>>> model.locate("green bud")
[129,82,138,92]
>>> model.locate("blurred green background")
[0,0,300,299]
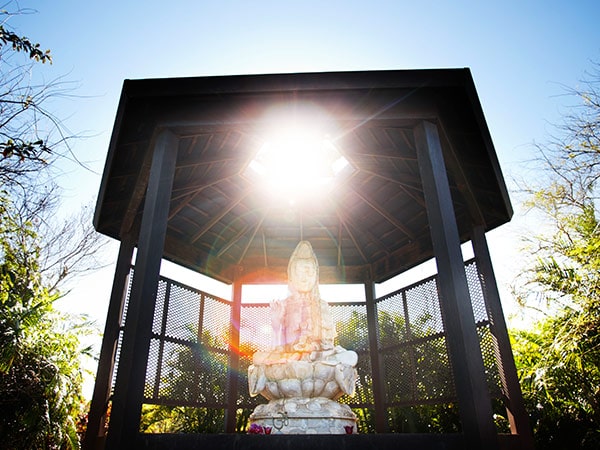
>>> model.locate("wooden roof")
[94,69,512,283]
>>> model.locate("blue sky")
[10,0,600,323]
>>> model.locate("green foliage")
[513,65,600,449]
[0,197,89,449]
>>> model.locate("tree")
[514,68,600,448]
[0,194,90,449]
[0,2,104,449]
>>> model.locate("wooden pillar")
[225,277,242,433]
[82,236,134,450]
[365,280,388,433]
[414,121,499,449]
[106,129,178,449]
[471,226,534,450]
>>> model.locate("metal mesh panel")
[200,296,231,351]
[377,278,455,405]
[465,261,489,323]
[330,302,373,407]
[144,339,227,406]
[237,303,272,409]
[240,303,272,357]
[110,261,508,428]
[152,280,168,333]
[465,260,502,397]
[330,303,369,351]
[164,283,200,341]
[405,278,444,337]
[110,268,133,392]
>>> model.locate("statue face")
[292,259,317,292]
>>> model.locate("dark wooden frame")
[84,70,532,449]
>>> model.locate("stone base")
[250,397,357,434]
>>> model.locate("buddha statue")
[248,241,358,433]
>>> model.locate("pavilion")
[84,68,533,449]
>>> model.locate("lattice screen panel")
[113,261,501,428]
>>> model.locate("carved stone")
[248,241,358,434]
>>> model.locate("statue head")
[288,241,319,292]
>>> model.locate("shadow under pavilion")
[84,69,533,450]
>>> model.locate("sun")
[246,103,353,201]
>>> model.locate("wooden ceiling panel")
[94,69,512,283]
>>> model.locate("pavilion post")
[365,277,388,433]
[83,236,134,450]
[106,129,178,449]
[471,226,534,449]
[414,121,499,449]
[225,277,242,433]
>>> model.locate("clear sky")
[10,0,600,330]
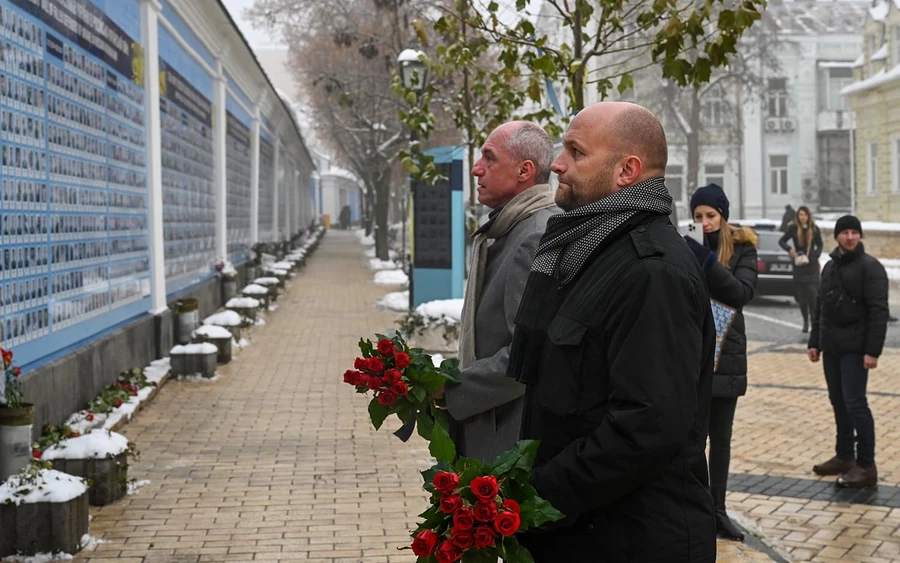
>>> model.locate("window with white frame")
[769,154,788,195]
[866,142,878,195]
[703,84,725,127]
[666,164,685,202]
[703,164,725,189]
[766,78,788,117]
[891,136,900,194]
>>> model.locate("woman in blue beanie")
[686,184,759,541]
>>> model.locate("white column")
[250,106,260,246]
[213,59,228,258]
[272,139,281,242]
[141,0,166,315]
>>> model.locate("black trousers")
[709,397,737,489]
[822,352,875,467]
[794,281,819,323]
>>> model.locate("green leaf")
[369,399,390,430]
[500,536,534,563]
[428,418,456,463]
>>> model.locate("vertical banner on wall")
[225,96,251,264]
[0,0,150,364]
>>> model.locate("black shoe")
[710,487,744,542]
[716,509,744,542]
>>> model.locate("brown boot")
[813,456,856,476]
[837,465,878,489]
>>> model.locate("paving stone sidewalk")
[68,231,769,563]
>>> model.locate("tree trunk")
[375,171,391,260]
[685,88,703,199]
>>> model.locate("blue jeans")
[822,352,875,468]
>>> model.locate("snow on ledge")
[0,469,88,505]
[41,430,128,460]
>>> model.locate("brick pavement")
[65,231,769,563]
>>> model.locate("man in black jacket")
[508,102,716,563]
[809,215,889,487]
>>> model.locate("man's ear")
[519,160,535,182]
[615,155,644,188]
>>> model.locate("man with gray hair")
[446,121,560,461]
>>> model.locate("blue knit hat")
[691,184,729,221]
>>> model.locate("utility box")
[409,147,465,307]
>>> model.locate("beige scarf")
[459,184,555,369]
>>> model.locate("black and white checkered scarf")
[531,177,672,285]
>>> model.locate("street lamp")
[397,49,426,310]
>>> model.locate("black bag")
[823,265,865,326]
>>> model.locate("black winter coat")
[510,215,716,563]
[778,223,825,284]
[809,243,890,358]
[706,227,759,397]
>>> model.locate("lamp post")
[397,49,426,310]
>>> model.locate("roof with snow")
[762,0,872,35]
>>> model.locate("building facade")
[843,0,900,222]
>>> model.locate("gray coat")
[446,207,561,461]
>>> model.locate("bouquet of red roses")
[411,440,563,563]
[344,332,459,460]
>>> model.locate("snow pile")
[375,291,409,313]
[374,270,409,285]
[169,342,219,355]
[193,326,234,338]
[416,299,463,322]
[41,430,128,460]
[0,469,88,505]
[225,296,260,309]
[203,311,241,326]
[241,283,269,295]
[128,479,150,495]
[369,258,397,270]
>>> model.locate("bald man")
[508,102,716,563]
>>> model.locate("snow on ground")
[128,479,150,495]
[375,291,409,313]
[416,299,463,322]
[374,270,409,285]
[369,258,397,270]
[0,469,88,505]
[41,430,128,460]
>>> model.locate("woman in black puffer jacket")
[687,184,759,541]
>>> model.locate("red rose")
[394,352,409,369]
[441,495,462,514]
[413,530,440,557]
[450,528,475,550]
[494,512,519,536]
[366,358,384,375]
[472,475,500,502]
[391,381,409,397]
[378,340,394,356]
[474,526,496,549]
[435,540,462,563]
[453,508,475,532]
[0,348,12,368]
[431,471,459,495]
[384,368,403,384]
[475,502,497,522]
[503,498,521,514]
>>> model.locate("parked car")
[756,230,794,297]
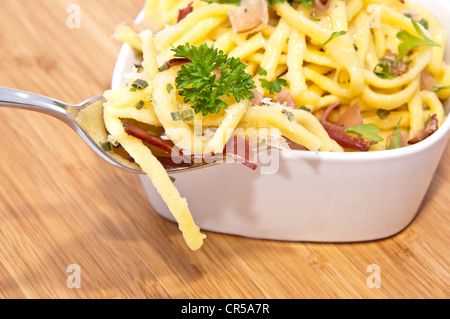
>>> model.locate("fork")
[0,87,217,174]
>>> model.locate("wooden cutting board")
[0,0,450,298]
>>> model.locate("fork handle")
[0,86,69,120]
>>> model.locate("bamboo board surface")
[0,0,450,299]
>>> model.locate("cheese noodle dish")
[103,0,450,250]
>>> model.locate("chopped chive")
[136,100,145,110]
[170,112,181,121]
[321,31,347,47]
[131,79,148,91]
[281,109,295,121]
[100,142,111,152]
[377,109,391,120]
[181,109,194,123]
[298,105,312,112]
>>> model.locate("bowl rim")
[111,0,450,162]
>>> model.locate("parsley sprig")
[172,43,256,116]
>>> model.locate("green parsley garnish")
[166,83,173,93]
[258,67,267,75]
[131,79,148,91]
[181,109,194,123]
[136,100,145,110]
[321,31,347,47]
[373,58,398,79]
[259,78,288,94]
[377,109,391,120]
[404,13,429,30]
[170,112,181,121]
[397,18,440,61]
[298,105,312,113]
[433,85,450,93]
[172,43,256,116]
[345,123,383,142]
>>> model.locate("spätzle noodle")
[104,0,450,250]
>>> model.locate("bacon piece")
[224,135,258,170]
[122,120,258,170]
[274,90,297,109]
[408,114,439,145]
[177,2,194,23]
[320,102,376,152]
[336,102,363,128]
[122,120,183,155]
[228,0,269,34]
[420,70,438,91]
[384,50,408,76]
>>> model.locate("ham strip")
[274,90,297,109]
[320,102,376,152]
[122,120,183,155]
[164,58,191,69]
[228,0,269,34]
[122,120,258,170]
[408,114,439,145]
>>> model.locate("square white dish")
[112,0,450,242]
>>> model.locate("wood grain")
[0,0,450,298]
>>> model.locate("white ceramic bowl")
[112,0,450,242]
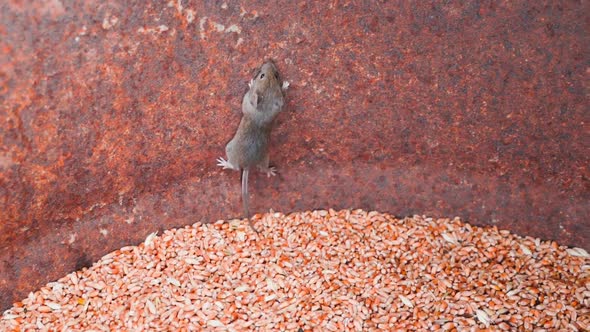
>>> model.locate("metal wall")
[0,0,590,308]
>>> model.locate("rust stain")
[0,0,590,308]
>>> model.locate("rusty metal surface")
[0,0,590,308]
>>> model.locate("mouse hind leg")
[258,153,277,177]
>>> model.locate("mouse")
[217,60,289,233]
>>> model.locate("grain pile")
[0,210,590,331]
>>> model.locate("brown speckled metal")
[0,0,590,308]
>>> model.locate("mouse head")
[251,60,282,93]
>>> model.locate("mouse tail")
[242,168,250,219]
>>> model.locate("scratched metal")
[0,0,590,308]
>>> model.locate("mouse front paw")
[217,157,234,169]
[264,166,278,177]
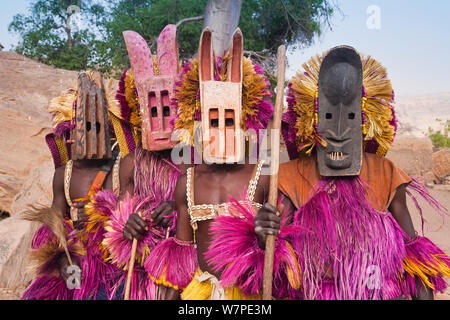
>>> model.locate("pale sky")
[0,0,450,96]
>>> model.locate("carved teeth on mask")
[328,152,347,161]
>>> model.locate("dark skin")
[255,185,434,300]
[52,160,112,281]
[165,161,270,300]
[120,152,188,241]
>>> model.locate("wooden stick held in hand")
[263,45,286,300]
[124,212,142,300]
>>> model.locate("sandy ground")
[0,186,450,300]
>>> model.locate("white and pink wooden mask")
[199,28,245,163]
[123,24,179,151]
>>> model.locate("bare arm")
[388,185,434,300]
[165,174,194,300]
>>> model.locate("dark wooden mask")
[72,72,112,160]
[317,46,363,177]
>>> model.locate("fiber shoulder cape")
[279,153,450,300]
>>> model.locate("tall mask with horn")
[199,28,245,163]
[123,24,179,151]
[70,72,112,160]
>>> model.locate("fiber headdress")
[282,52,397,158]
[172,46,273,146]
[45,86,78,168]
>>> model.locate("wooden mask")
[317,46,363,177]
[123,24,179,151]
[71,72,112,160]
[199,28,245,163]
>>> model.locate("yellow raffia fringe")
[174,59,200,145]
[181,269,262,300]
[47,88,78,128]
[108,69,141,128]
[403,254,450,290]
[80,200,109,260]
[174,53,267,145]
[27,239,86,277]
[284,242,301,290]
[148,266,179,290]
[360,54,395,156]
[291,52,395,156]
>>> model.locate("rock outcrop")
[0,52,77,215]
[386,136,433,177]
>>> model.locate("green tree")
[97,0,336,71]
[8,0,105,70]
[427,119,450,148]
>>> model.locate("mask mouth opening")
[327,152,348,161]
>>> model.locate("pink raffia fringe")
[292,177,406,300]
[406,178,448,235]
[205,198,300,299]
[103,193,163,270]
[21,223,84,300]
[403,236,450,297]
[144,237,198,290]
[21,276,76,300]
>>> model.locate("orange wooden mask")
[123,25,179,151]
[199,28,245,163]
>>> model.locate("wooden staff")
[263,45,286,300]
[124,212,142,300]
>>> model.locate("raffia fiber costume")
[88,25,181,300]
[23,73,120,300]
[145,30,298,300]
[279,47,450,300]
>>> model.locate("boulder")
[11,160,55,216]
[0,161,54,291]
[433,149,450,180]
[0,216,38,290]
[0,52,77,212]
[386,136,433,177]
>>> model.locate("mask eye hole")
[225,118,234,127]
[163,107,170,117]
[211,119,219,128]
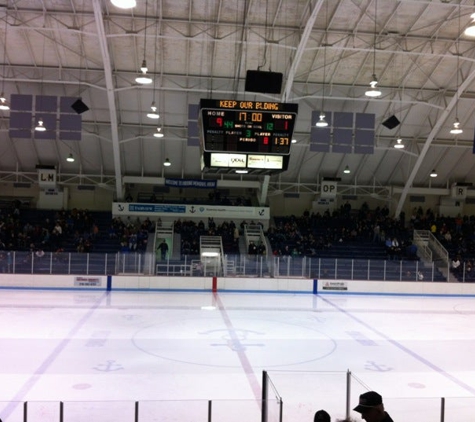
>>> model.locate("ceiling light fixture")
[365,0,381,98]
[394,138,404,149]
[0,8,10,111]
[450,117,463,135]
[111,0,137,9]
[450,4,463,135]
[315,111,328,127]
[464,13,475,37]
[35,117,46,132]
[153,127,164,138]
[135,0,153,85]
[315,2,328,127]
[147,101,160,119]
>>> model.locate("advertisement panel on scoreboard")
[199,99,298,171]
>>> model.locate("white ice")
[0,290,475,422]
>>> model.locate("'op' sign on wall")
[38,169,56,188]
[320,180,337,198]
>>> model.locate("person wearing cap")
[353,391,394,422]
[313,409,331,422]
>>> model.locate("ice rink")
[0,290,475,422]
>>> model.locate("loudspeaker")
[383,116,401,129]
[244,70,283,94]
[71,98,89,114]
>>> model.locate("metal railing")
[0,252,447,281]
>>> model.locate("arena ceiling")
[0,0,475,211]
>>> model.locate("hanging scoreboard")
[199,100,298,173]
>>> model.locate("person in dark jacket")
[353,391,394,422]
[313,409,331,422]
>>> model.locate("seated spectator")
[313,409,331,422]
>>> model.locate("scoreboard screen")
[199,100,298,171]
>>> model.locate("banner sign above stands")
[165,179,218,189]
[112,202,270,223]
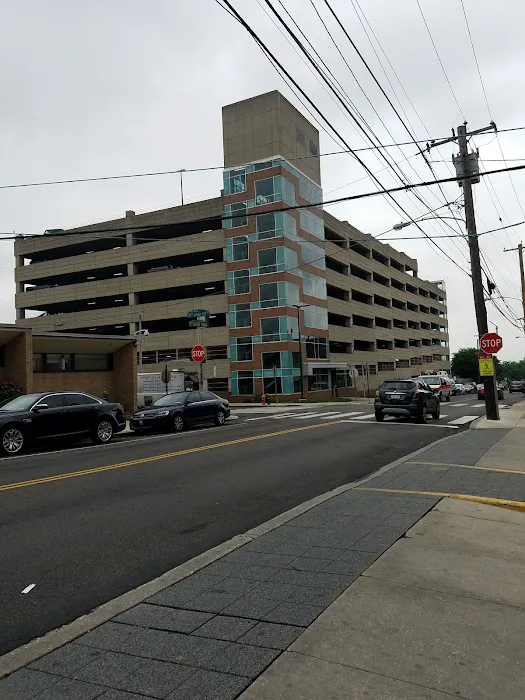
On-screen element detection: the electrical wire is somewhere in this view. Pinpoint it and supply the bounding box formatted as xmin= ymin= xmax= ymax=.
xmin=310 ymin=0 xmax=468 ymax=263
xmin=416 ymin=0 xmax=465 ymax=121
xmin=6 ymin=165 xmax=525 ymax=240
xmin=460 ymin=0 xmax=525 ymax=230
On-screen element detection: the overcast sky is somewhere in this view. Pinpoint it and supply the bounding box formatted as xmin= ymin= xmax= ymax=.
xmin=0 ymin=0 xmax=525 ymax=359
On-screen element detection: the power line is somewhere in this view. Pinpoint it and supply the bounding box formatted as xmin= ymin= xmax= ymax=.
xmin=460 ymin=0 xmax=525 ymax=230
xmin=6 ymin=165 xmax=525 ymax=240
xmin=4 ymin=126 xmax=525 ymax=191
xmin=416 ymin=0 xmax=465 ymax=121
xmin=310 ymin=0 xmax=468 ymax=270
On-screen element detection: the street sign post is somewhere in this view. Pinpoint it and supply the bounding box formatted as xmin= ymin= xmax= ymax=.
xmin=479 ymin=333 xmax=503 ymax=355
xmin=191 ymin=345 xmax=206 ymax=362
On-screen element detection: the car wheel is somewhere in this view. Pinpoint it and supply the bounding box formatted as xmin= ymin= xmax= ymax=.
xmin=1 ymin=425 xmax=25 ymax=456
xmin=173 ymin=413 xmax=185 ymax=433
xmin=93 ymin=418 xmax=114 ymax=445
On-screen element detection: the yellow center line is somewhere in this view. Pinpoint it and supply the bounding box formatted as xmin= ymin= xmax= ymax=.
xmin=354 ymin=486 xmax=525 ymax=513
xmin=0 ymin=420 xmax=344 ymax=491
xmin=405 ymin=462 xmax=525 ymax=474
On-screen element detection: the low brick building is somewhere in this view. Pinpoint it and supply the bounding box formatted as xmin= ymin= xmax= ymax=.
xmin=0 ymin=325 xmax=137 ymax=412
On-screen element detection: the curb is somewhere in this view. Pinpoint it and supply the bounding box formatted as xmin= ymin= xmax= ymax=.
xmin=0 ymin=426 xmax=462 ymax=679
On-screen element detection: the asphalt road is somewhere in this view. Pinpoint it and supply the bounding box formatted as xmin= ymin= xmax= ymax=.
xmin=0 ymin=395 xmax=523 ymax=654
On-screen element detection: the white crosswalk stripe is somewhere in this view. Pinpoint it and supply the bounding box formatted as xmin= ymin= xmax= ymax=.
xmin=449 ymin=416 xmax=479 ymax=425
xmin=320 ymin=411 xmax=363 ymax=418
xmin=270 ymin=413 xmax=299 ymax=420
xmin=286 ymin=413 xmax=326 ymax=420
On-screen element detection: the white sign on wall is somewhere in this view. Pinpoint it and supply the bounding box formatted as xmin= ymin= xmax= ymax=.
xmin=137 ymin=370 xmax=184 ymax=394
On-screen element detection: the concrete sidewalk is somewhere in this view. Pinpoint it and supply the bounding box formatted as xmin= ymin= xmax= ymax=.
xmin=0 ymin=425 xmax=525 ymax=700
xmin=240 ymin=499 xmax=525 ymax=700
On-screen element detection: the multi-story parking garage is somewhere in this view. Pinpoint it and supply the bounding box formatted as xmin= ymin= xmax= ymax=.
xmin=15 ymin=92 xmax=450 ymax=400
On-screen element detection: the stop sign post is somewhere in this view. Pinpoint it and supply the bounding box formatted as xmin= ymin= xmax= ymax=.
xmin=479 ymin=333 xmax=503 ymax=355
xmin=191 ymin=345 xmax=206 ymax=362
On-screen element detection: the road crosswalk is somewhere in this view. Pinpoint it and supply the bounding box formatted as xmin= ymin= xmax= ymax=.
xmin=239 ymin=404 xmax=484 ymax=428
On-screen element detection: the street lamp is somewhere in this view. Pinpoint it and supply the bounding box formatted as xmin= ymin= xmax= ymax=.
xmin=133 ymin=316 xmax=149 ymax=374
xmin=392 ymin=216 xmax=465 ymax=231
xmin=292 ymin=304 xmax=311 ymax=400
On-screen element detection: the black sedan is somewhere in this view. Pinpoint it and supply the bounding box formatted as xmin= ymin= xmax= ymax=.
xmin=374 ymin=379 xmax=440 ymax=423
xmin=129 ymin=391 xmax=230 ymax=433
xmin=0 ymin=391 xmax=126 ymax=455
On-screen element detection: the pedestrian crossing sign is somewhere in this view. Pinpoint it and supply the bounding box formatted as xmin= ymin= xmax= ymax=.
xmin=479 ymin=355 xmax=494 ymax=377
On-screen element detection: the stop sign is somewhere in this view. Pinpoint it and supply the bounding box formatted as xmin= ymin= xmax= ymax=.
xmin=479 ymin=333 xmax=503 ymax=355
xmin=191 ymin=345 xmax=206 ymax=362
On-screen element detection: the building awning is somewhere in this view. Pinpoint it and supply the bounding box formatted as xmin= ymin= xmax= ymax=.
xmin=305 ymin=360 xmax=352 ymax=376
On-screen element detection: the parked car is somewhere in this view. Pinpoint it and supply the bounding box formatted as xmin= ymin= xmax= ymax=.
xmin=509 ymin=379 xmax=524 ymax=394
xmin=130 ymin=391 xmax=230 ymax=433
xmin=477 ymin=384 xmax=505 ymax=401
xmin=0 ymin=391 xmax=126 ymax=455
xmin=374 ymin=377 xmax=440 ymax=423
xmin=418 ymin=374 xmax=453 ymax=401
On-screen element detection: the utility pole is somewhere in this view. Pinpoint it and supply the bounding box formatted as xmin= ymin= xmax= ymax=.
xmin=453 ymin=123 xmax=499 ymax=420
xmin=503 ymin=243 xmax=525 ymax=333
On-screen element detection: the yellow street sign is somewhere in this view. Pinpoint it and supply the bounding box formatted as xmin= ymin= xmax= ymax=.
xmin=479 ymin=357 xmax=494 ymax=377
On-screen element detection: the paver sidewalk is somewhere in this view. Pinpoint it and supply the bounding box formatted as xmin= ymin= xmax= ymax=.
xmin=240 ymin=499 xmax=525 ymax=700
xmin=0 ymin=428 xmax=525 ymax=700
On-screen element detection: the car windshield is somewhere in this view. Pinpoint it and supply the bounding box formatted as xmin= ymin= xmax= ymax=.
xmin=421 ymin=376 xmax=441 ymax=386
xmin=383 ymin=382 xmax=414 ymax=391
xmin=153 ymin=391 xmax=189 ymax=408
xmin=0 ymin=394 xmax=42 ymax=411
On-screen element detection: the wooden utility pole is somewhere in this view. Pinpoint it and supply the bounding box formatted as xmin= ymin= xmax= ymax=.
xmin=454 ymin=124 xmax=499 ymax=420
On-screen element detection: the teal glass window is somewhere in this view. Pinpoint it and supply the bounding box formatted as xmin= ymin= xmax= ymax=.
xmin=224 ymin=168 xmax=246 ymax=194
xmin=257 ymin=248 xmax=278 ymax=275
xmin=299 ymin=239 xmax=326 ymax=270
xmin=301 ymin=270 xmax=326 ymax=299
xmin=303 ymin=306 xmax=328 ymax=330
xmin=223 ymin=202 xmax=248 ymax=228
xmin=226 ymin=236 xmax=249 ymax=262
xmin=229 ymin=304 xmax=252 ymax=328
xmin=228 ymin=270 xmax=250 ymax=295
xmin=230 ymin=336 xmax=253 ymax=362
xmin=305 ymin=336 xmax=328 ymax=360
xmin=299 ymin=209 xmax=324 ymax=239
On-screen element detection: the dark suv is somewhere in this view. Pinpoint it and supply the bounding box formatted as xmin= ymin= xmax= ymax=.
xmin=0 ymin=391 xmax=126 ymax=455
xmin=374 ymin=379 xmax=440 ymax=423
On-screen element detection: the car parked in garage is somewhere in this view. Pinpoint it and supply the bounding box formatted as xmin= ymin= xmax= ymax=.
xmin=130 ymin=391 xmax=230 ymax=433
xmin=374 ymin=377 xmax=440 ymax=423
xmin=0 ymin=391 xmax=126 ymax=455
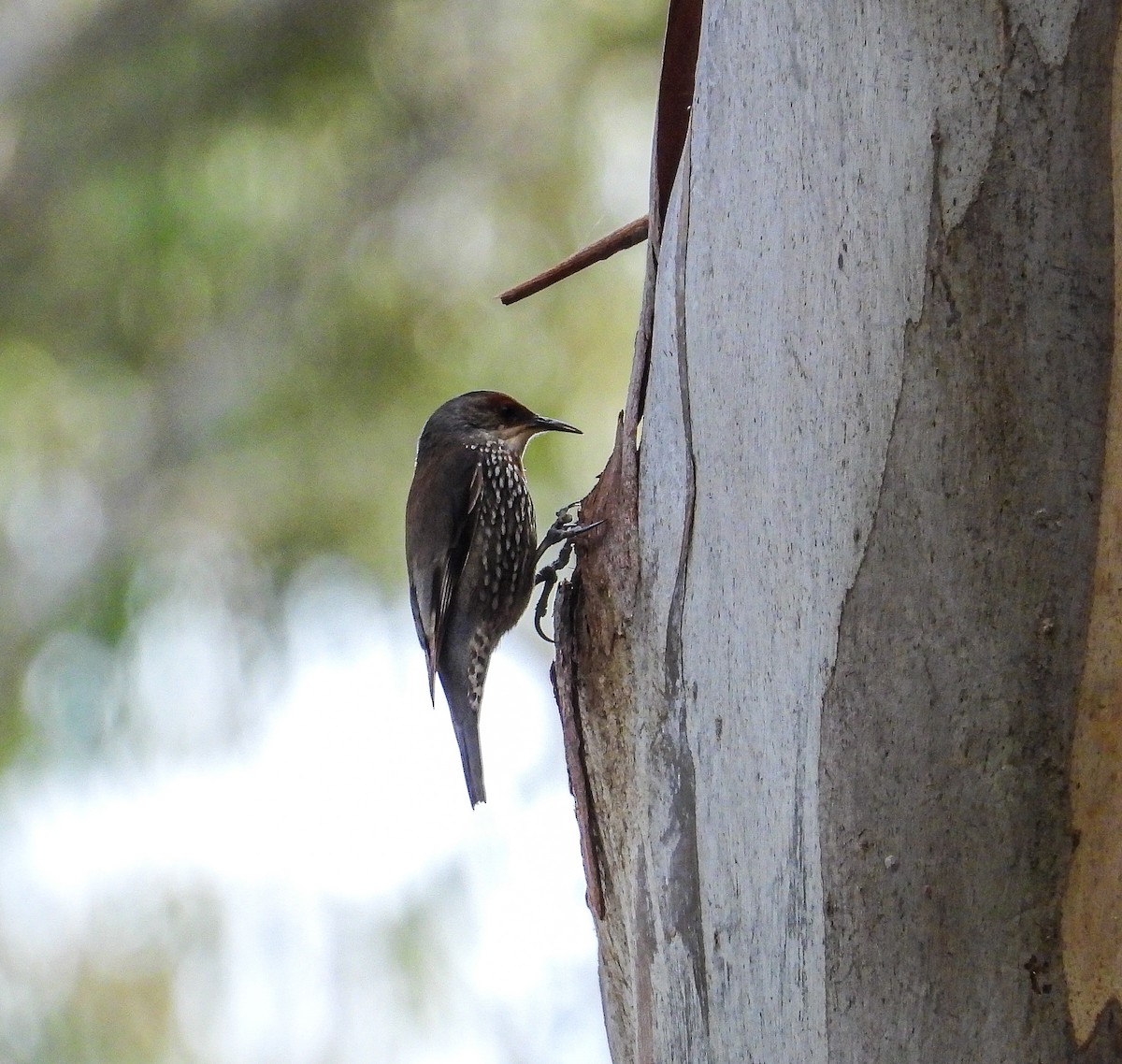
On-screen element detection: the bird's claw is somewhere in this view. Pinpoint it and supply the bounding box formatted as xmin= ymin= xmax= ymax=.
########
* TASK BRIEF *
Express the records from their first line up to and including the line with "[10,0,600,330]" as a JSON list of strings, one string per line, with blank lines skipped and the pictures left out.

* RESULT FOR THIS TASK *
[
  ">>> model.locate(\"green bud\")",
  "[129,82,138,92]",
  ">>> model.locate(\"blurred green background\")",
  "[0,0,300,299]",
  ">>> model.locate(\"wooden roof\")",
  "[94,69,512,283]",
  ">>> model.locate(\"blue sky\")",
  "[10,0,600,323]",
  ">>> model.locate(\"green foliage\")",
  "[513,65,600,449]",
  "[0,197,89,449]",
  ">>> model.locate(\"tree\")",
  "[514,68,600,448]",
  "[0,194,90,449]",
  "[0,2,104,449]",
  ">>> model.locate(\"wooden pillar\")",
  "[225,277,242,433]",
  "[82,236,134,450]",
  "[365,280,388,433]",
  "[414,121,499,449]",
  "[106,129,178,449]",
  "[471,226,534,450]",
  ">>> model.locate(\"metal mesh panel\")",
  "[200,296,231,351]",
  "[377,278,455,405]",
  "[465,261,489,323]",
  "[330,302,373,407]",
  "[144,339,227,406]",
  "[237,303,272,409]",
  "[240,303,272,357]",
  "[110,261,508,428]",
  "[152,280,168,333]",
  "[465,260,502,397]",
  "[330,303,369,351]",
  "[164,283,200,341]",
  "[405,278,444,337]",
  "[110,268,133,392]",
  ">>> model.locate(\"statue face\")",
  "[292,259,317,292]",
  ">>> model.locate(\"dark wooden frame\")",
  "[84,70,532,449]",
  ">>> model.locate(\"stone base\")",
  "[250,397,357,434]",
  ">>> model.locate(\"buddha statue\")",
  "[248,241,358,433]",
  ">>> model.locate(\"pavilion\")",
  "[84,68,533,449]",
  ">>> model.locate(\"lattice screen panel\")",
  "[113,261,501,428]",
  ">>> model.locate(\"carved stone\")",
  "[248,241,358,434]",
  ">>> model.locate(\"statue head\")",
  "[288,241,319,292]",
  ">>> model.locate(\"shadow under pavilion\")",
  "[84,69,533,450]",
  ">>> model.locate(\"sun\")",
  "[246,103,353,201]",
  ">>> model.locate(\"wooden ceiling panel\")",
  "[94,69,512,283]",
  ">>> model.locate(\"pavilion post\")",
  "[365,277,388,433]",
  "[83,236,134,450]",
  "[106,129,178,449]",
  "[471,226,534,449]",
  "[414,121,499,449]",
  "[225,277,242,433]",
  ">>> model.locate(\"clear sky\")",
  "[10,0,600,330]"
]